- **MATERIAL PROVIDED**
— Begin —
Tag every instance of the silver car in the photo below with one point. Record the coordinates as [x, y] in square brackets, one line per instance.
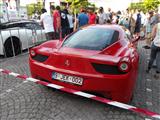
[19, 35]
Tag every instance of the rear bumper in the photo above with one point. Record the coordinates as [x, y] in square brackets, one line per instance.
[116, 87]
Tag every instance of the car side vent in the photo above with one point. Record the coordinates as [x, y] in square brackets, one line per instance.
[107, 69]
[40, 58]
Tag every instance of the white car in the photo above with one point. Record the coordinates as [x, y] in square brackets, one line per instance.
[19, 35]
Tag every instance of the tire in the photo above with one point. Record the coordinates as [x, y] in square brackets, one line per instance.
[8, 47]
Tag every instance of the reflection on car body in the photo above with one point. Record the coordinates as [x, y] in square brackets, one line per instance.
[101, 56]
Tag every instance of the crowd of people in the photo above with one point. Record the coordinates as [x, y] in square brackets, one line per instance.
[146, 26]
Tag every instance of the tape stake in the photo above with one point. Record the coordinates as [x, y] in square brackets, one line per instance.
[83, 94]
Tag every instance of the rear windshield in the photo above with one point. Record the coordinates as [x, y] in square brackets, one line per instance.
[92, 39]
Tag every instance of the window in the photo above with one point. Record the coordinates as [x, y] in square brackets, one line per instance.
[32, 26]
[92, 39]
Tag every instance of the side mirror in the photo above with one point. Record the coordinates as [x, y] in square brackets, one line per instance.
[135, 39]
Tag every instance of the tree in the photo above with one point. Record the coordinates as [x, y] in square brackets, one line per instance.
[151, 4]
[77, 4]
[31, 8]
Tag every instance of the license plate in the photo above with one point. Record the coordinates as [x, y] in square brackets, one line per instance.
[67, 78]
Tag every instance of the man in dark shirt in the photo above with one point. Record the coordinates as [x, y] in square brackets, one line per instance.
[64, 23]
[83, 18]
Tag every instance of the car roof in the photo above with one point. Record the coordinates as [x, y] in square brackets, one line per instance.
[17, 21]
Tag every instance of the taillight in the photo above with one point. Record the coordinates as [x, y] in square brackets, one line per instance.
[124, 64]
[32, 52]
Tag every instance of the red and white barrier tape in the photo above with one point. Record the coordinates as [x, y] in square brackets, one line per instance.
[83, 94]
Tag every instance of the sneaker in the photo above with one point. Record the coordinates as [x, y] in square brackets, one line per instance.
[147, 71]
[156, 76]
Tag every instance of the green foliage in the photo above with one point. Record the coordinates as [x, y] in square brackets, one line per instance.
[31, 8]
[151, 4]
[77, 4]
[145, 6]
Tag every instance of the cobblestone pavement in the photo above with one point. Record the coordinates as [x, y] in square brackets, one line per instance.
[21, 100]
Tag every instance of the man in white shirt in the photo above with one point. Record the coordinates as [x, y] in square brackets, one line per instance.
[155, 48]
[47, 23]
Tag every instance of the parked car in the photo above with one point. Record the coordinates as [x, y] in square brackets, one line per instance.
[98, 59]
[23, 33]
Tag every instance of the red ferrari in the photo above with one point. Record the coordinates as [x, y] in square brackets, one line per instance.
[98, 59]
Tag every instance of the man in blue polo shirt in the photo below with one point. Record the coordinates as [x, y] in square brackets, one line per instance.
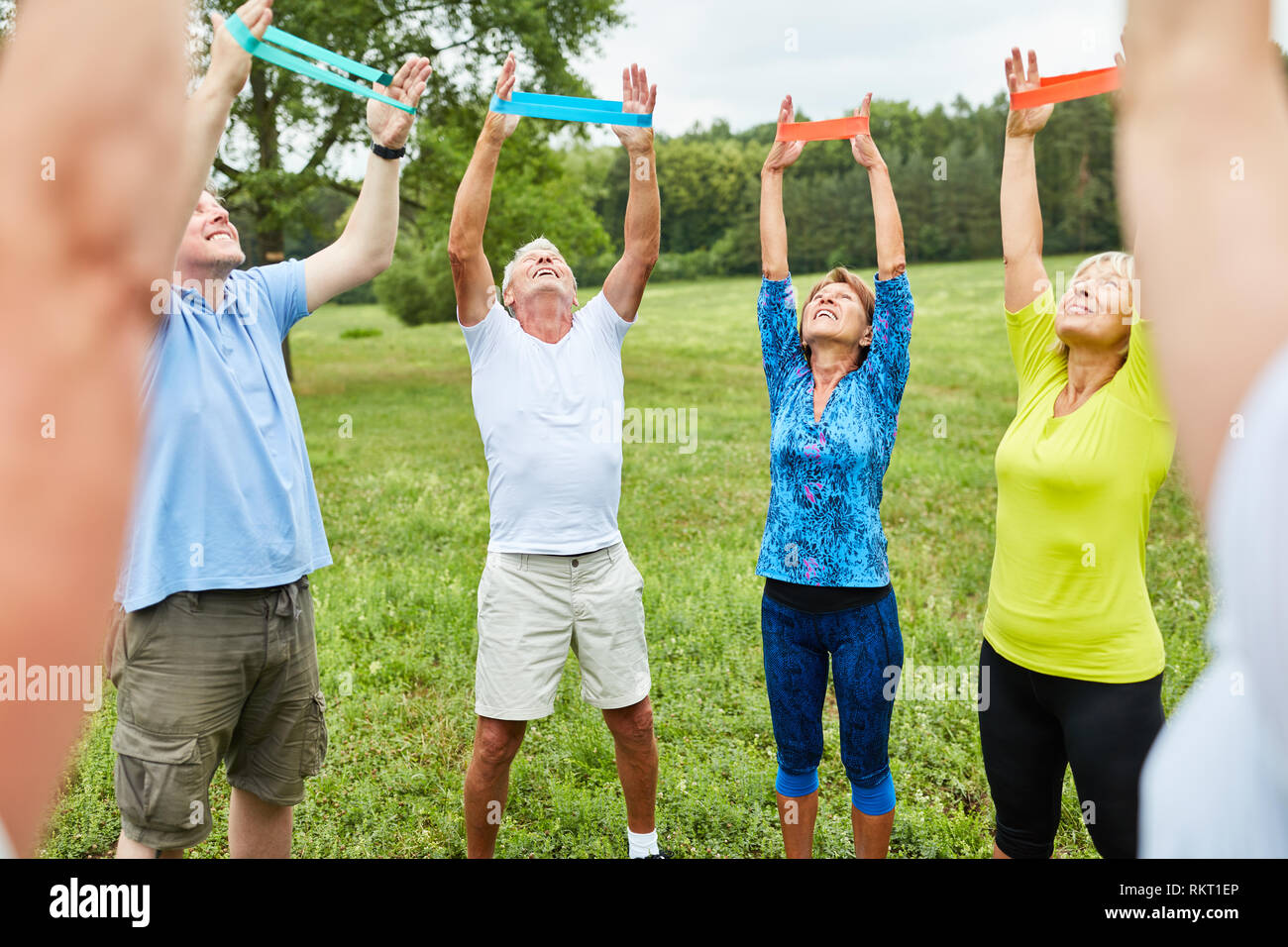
— End —
- **WHAT NEEDS TO BE DONE**
Rewrite all of the lines above, substituting "image" for every occurrence of "photo" and keeping everything else as it is. Omit the pictures from your answer.

- **THE RESPONSE**
Tag every instance of the silver car in the image below with one point. Record the coordinates as [x, y] in square brackets, one line per instance.
[19, 35]
Tag every instance of the rear bumper in the image above with one point. Record the coordinates as [x, y] in square brackets, one line per instance.
[116, 87]
Tag every instance of the car side vent in the image above with one point. Record the coordinates as [x, y] in square brackets, one line per instance.
[107, 69]
[40, 58]
Tag every instance of the white car in the image above with one point. Record the coordinates as [x, y] in square brackets, one line per instance.
[19, 35]
Tag every instance of the tire in the image above with one point. Record the coordinates as [x, y] in square brackets, one line per instance.
[8, 47]
Tag every instance of the reflection on car body in the image above with one point. Record the coordinates as [x, y] in square brackets, one line per instance.
[101, 56]
Tag every instance of the crowd of people in the image above with one point. Record the coordinates as [x, y] in square brackets, one line per instance.
[146, 26]
Tag every instance of the tape stake in the image above with one point. Record the coordinates as [x, y] in square brackets, one line per instance.
[83, 94]
Tag every instance of the rear windshield in the image above with one point. Record the coordinates as [x, y] in square brackets, one line per instance.
[92, 39]
Tag every instance of the window in the image above with one point. Record the coordinates as [x, y] in square brackets, one line per instance.
[32, 26]
[92, 39]
Tag every instance of the side mirror in the image above with one point. Record the coordinates as [x, y] in square brackets, one line per instance.
[135, 39]
Tag every instance of the tree in the image above with one point. Record the coordinates as [x, y] in square brackets, one line per instance.
[151, 4]
[77, 4]
[31, 8]
Tag every instance of the license plate in the image above with one point. Record the coordinates as [x, y] in square brackets, one line per instance.
[67, 78]
Tag every instance of the man in dark shirt in the image above with one point. Record the coordinates as [x, y] in square brackets, one line per instance.
[64, 23]
[83, 18]
Tag every instance of the car roof in the image above with one point. Record the coordinates as [x, y] in square brackets, one line per instance.
[17, 21]
Tag every instance of the taillight in the image above with one point. Record the coordinates as [x, y] in square brackets, one line per instance.
[124, 64]
[32, 52]
Tag every instance of the red and white barrier tape in the image above with one point. Record the coordinates as [x, y] in square brackets, one line per instance.
[83, 94]
Tag every instance of the sneaker in the image above with one point. Record the coordinates as [x, y] in square brackets, one line per instance.
[147, 71]
[156, 76]
Tag every instance of the green foliage in the image above with one point. Record the coordinates as [x, y] in square brackets, one line per instance.
[31, 8]
[151, 4]
[77, 4]
[145, 6]
Tag every instance of the cobblestone pavement in the image above with one point. Record the coordinates as [x, y] in square brackets, one line per instance.
[21, 100]
Tag every instance of the man in white shirt in the image above with one point. Record the coordinates as [x, y] in square brackets, one line per instance.
[155, 48]
[47, 23]
Tag every instance of the parked car in the image above with one point. Record the coordinates as [x, y] in square brackets, one line per instance.
[98, 59]
[23, 33]
Tag every instance of the red ferrari in the image above with one point. Record the coordinates as [x, y] in square brackets, one line per instance.
[98, 59]
Tag every instance of the man in blue polo shirt in the image below with one point. Record the coordinates as [x, y] in square brackets, one line per instance.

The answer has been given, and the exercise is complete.